* HOW TO COMPLETE THIS TASK *
Your response should consist of the entries below, reproduced exactly and without their images.

* STUDY MATERIAL *
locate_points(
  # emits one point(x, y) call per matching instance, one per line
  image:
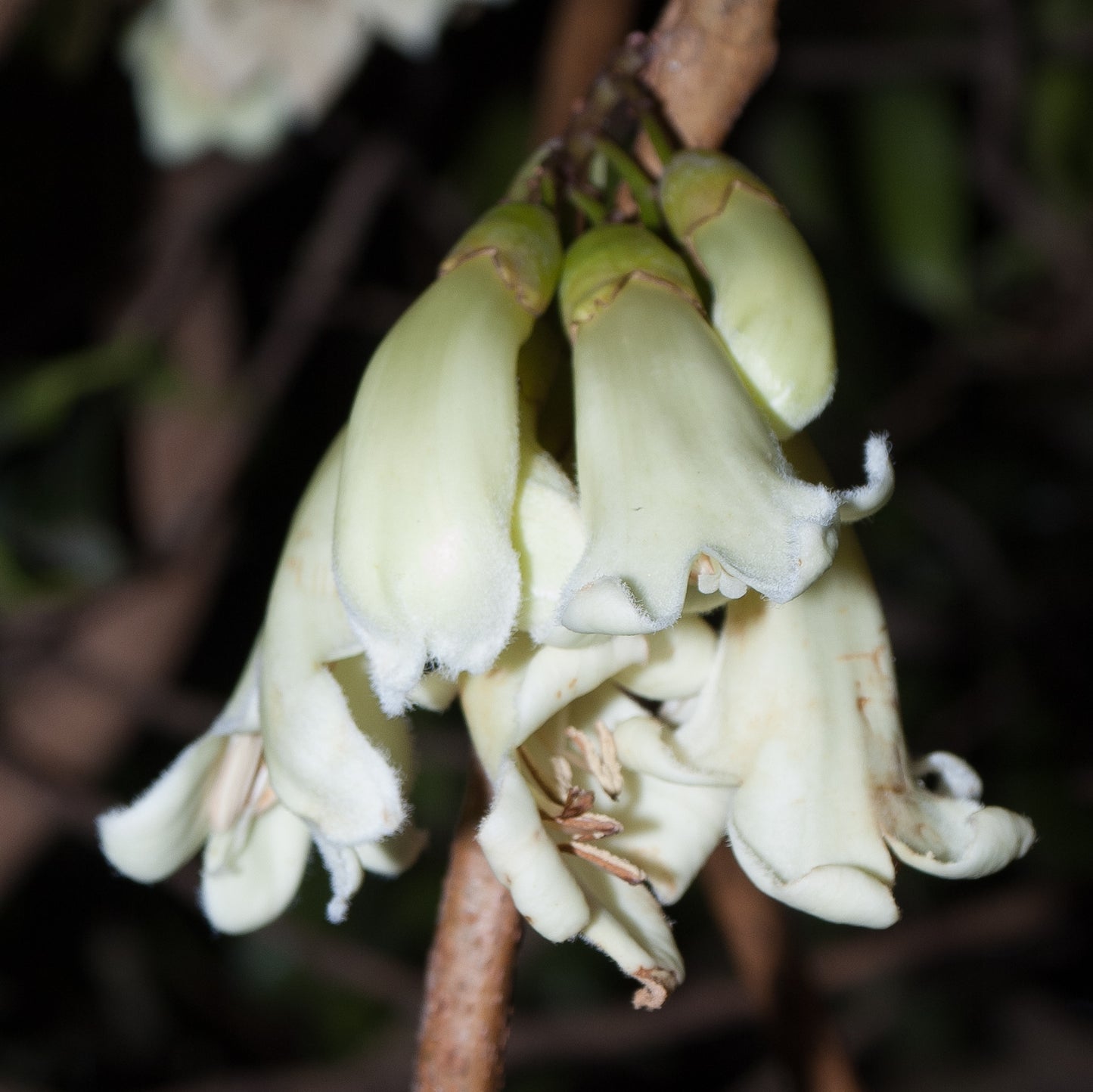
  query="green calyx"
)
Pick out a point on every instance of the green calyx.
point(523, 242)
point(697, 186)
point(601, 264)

* FINAL ANSWER *
locate_points(
  # emits one point(x, y) call per matching instance, one per line
  image:
  query="green calyx"
)
Pick out a point on every instance of the green calyx.
point(523, 242)
point(697, 186)
point(601, 264)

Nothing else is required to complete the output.